━━━ DATA FOR THIS TASK

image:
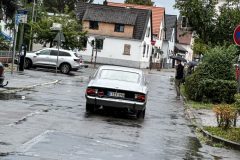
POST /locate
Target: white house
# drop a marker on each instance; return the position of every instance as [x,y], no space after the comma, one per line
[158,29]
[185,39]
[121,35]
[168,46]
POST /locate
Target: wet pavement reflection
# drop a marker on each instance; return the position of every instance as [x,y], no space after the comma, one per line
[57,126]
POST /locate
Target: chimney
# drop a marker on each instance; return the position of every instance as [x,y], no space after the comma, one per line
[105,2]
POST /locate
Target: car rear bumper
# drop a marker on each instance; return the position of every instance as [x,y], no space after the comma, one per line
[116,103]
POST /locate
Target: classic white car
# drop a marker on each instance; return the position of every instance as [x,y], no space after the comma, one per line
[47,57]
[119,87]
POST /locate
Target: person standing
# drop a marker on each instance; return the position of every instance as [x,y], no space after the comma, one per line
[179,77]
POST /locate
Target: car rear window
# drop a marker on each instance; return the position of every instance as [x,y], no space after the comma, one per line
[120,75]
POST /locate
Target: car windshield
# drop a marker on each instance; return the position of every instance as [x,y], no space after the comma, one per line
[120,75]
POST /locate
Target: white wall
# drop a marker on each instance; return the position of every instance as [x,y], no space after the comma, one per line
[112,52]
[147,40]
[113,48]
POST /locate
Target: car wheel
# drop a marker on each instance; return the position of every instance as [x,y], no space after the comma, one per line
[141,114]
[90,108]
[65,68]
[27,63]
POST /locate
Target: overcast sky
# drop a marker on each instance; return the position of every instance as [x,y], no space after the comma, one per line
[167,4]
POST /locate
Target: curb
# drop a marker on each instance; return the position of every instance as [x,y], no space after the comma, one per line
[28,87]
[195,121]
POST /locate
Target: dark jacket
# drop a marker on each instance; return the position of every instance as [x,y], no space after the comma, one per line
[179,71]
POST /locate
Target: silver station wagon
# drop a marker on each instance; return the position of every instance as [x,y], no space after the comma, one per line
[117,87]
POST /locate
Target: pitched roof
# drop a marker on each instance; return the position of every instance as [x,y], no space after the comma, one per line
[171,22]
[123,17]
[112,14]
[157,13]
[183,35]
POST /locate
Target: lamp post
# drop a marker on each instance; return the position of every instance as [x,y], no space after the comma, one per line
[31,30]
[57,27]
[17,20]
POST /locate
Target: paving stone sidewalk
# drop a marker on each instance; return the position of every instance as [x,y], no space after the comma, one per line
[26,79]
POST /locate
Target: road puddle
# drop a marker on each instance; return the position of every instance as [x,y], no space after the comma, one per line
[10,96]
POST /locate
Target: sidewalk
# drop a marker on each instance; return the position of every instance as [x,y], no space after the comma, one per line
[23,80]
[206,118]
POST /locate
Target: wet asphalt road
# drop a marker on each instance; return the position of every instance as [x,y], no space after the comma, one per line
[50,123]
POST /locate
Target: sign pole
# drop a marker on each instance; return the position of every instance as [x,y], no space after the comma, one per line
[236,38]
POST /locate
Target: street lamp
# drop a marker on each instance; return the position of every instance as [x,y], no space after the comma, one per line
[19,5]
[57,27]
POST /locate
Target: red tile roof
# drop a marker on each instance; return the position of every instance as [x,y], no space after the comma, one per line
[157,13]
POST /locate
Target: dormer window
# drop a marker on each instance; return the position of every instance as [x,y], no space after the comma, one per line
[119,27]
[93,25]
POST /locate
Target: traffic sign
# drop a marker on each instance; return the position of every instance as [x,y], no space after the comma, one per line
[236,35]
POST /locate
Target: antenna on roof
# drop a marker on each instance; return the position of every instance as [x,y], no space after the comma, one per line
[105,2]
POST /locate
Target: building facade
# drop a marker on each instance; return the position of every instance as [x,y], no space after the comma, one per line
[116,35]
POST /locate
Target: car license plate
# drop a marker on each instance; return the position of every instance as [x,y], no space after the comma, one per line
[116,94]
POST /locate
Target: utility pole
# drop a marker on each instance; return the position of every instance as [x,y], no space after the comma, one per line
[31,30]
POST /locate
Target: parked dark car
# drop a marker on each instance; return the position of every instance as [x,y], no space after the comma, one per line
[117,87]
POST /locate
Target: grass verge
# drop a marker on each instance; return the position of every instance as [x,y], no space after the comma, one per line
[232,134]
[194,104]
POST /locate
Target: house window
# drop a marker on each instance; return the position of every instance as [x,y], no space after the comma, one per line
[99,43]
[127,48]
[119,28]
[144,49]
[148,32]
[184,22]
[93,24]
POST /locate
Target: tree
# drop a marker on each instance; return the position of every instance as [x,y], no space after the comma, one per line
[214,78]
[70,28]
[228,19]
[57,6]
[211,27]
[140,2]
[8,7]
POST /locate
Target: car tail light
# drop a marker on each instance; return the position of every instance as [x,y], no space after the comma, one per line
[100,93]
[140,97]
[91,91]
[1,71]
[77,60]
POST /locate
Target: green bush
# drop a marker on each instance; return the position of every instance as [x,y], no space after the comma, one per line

━━━━━━

TASK GOAL :: Find out how many lines in the data above hold the word "white". Write only the number.

PROBLEM SOLUTION :: 3